Consegna
Prosegui l'estratto sull'economia pugliese riportato qui sotto, riprendendo subito dopo la sua ultima frase.

In presenza di un'alta quota di capacità produttiva inutilizzata e della flessione della domanda, gli investimenti si sono ridotti per il quinto anno consecutivo. Per il 2013 le imprese prevedono una stabilizzazione del fatturato sui livelli dell'anno precedente e un'ulteriore lieve riduzione dell'accumulazione di capitale.

Le esportazioni, che hanno fortemente sostenuto il fatturato industriale dal 2010, hanno rallentato. L'export ha continuato a crescere presso i comparti della meccanica, dei mezzi di trasporto, della gomma, dei prodotti chimico-farmaceutici e dell'alimentare. Sono calate invece le vendite all'estero dei settori del "made in Italy" e della siderurgia, che ha risentito del blocco della vendita dei prodotti dello stabilimento Ilva. Dall'inizio della crisi nel 2008 le esportazioni pugliesi sono cresciute più che nel resto del paese.

Il calo della produzione del settore delle costruzioni ha riflesso in prevalenza l'ulteriore indebolimento del mercato residenziale: il numero delle compravendite si è ridotto di un quarto, dimezzandosi rispetto al picco del 2006. Le imprese della filiera immobiliare rappresentano una quota sul fatturato delle imprese regionali maggiore che in Italia; esse hanno registrato una crescita delle vendite superiore alla media nazionale nel periodo pre-crisi e un calo minore durante la crisi. L'attività nel settore dei servizi si è ridotta, risentendo del calo dei consumi. La flessione delle vendite al dettaglio ha riguardato con particolare intensità i beni durevoli. Il comparto dei trasporti ha registrato nel complesso un andamento negativo e anche le presenze di turisti sono diminuite dopo una crescita ininterrotta dalla seconda metà del decennio scorso.

La capacità innovativa delle imprese pugliesi, nonostante la presenza di alcuni casi di eccellenza, è complessivamente in linea con quella delle regioni meridionali, ancora bassa nel confronto col resto del paese. Il divario è riconducibile alla minore quantità di risorse investite dal settore privato, a sua volta dovuta alla minore dimensione media delle imprese. Anche la presenza d'investitori specializzati che possono agevolare la crescita di imprese innovative, quali i fondi di private equity, appare più scarsa che in altre aree del paese.

Materiale mostrato
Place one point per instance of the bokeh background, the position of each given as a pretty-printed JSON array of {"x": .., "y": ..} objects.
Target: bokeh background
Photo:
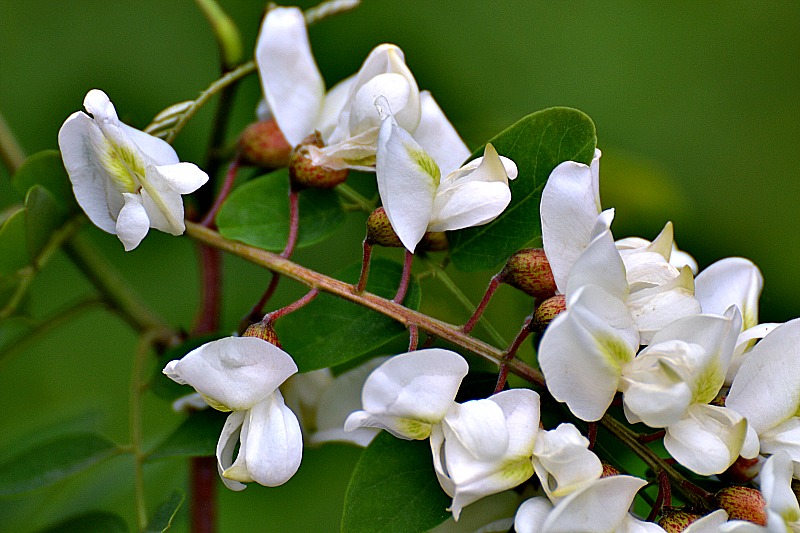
[{"x": 697, "y": 112}]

Risultato finale
Il calo dell'attività economica si è ripercosso sulle condizioni del mercato del lavoro. In presenza di un numero di occupati stazionario, le ore lavorate sono diminuite, meno intensamente rispetto al Mezzogiorno e all'Italia. Le minori ore lavorate hanno riflesso la ricomposizione degli occupati a favore dei contratti part time, il minor lavoro straordinario e il più intenso ricorso ad ammortizzatori sociali. Il tasso di disoccupazione è cresciuto soprattutto per effetto del maggior numero di uomini alla ricerca di un lavoro dopo averlo perso e di donne senza precedenti esperienze di lavoro che si sono messe in cerca di occupazione. Nel 2012 le minori ore lavorate e la debole crescita delle retribuzioni orarie si sono tradotte in un ristagno dei salari medi dei lavoratori dipendenti.

Nel 2012 si è arrestata la crescita del credito all'economia. I prestiti alle imprese hanno ristagnato risentendo della debolezza della domanda, soprattutto di quella legata agli investimenti. Dopo il forte irrigidimento nell'autunno del 2011, le condizioni di accesso al credito sono rimaste tese, ma le banche hanno mantenuto atteggiamenti differenziati verso imprese caratterizzate da diversi profili di rischiosità. Anche per effetto della debole domanda di abitazioni le erogazioni di nuovi mutui si sono più che dimezzate.

Durante la crisi la quota di famiglie indebitate per un mutuo o per credito al consumo è cresciuta in Puglia più rapidamente che nelle altre aree del paese, quelle che hanno fatto ricorso a entrambi i tipi di debito sono quasi raddoppiate. I tassi d'interesse dopo essere aumentati fino al primo trimestre sono diminuiti nei mesi successivi riportandosi su livelli poco superiori a quelli della fine del 2011. La recessione ha provocato un deterioramento della qualità del credito specie nel settore manifatturiero e delle costruzioni, con un aumento dei prestiti in sofferenza e di quelli incagliati. In corso d'anno si sono allentate le tensioni sulla raccolta delle banche: è proseguita con vigore la crescita dei depositi bancari, si è invece attenuata, pur rimanendo positiva, quella delle obbligazioni.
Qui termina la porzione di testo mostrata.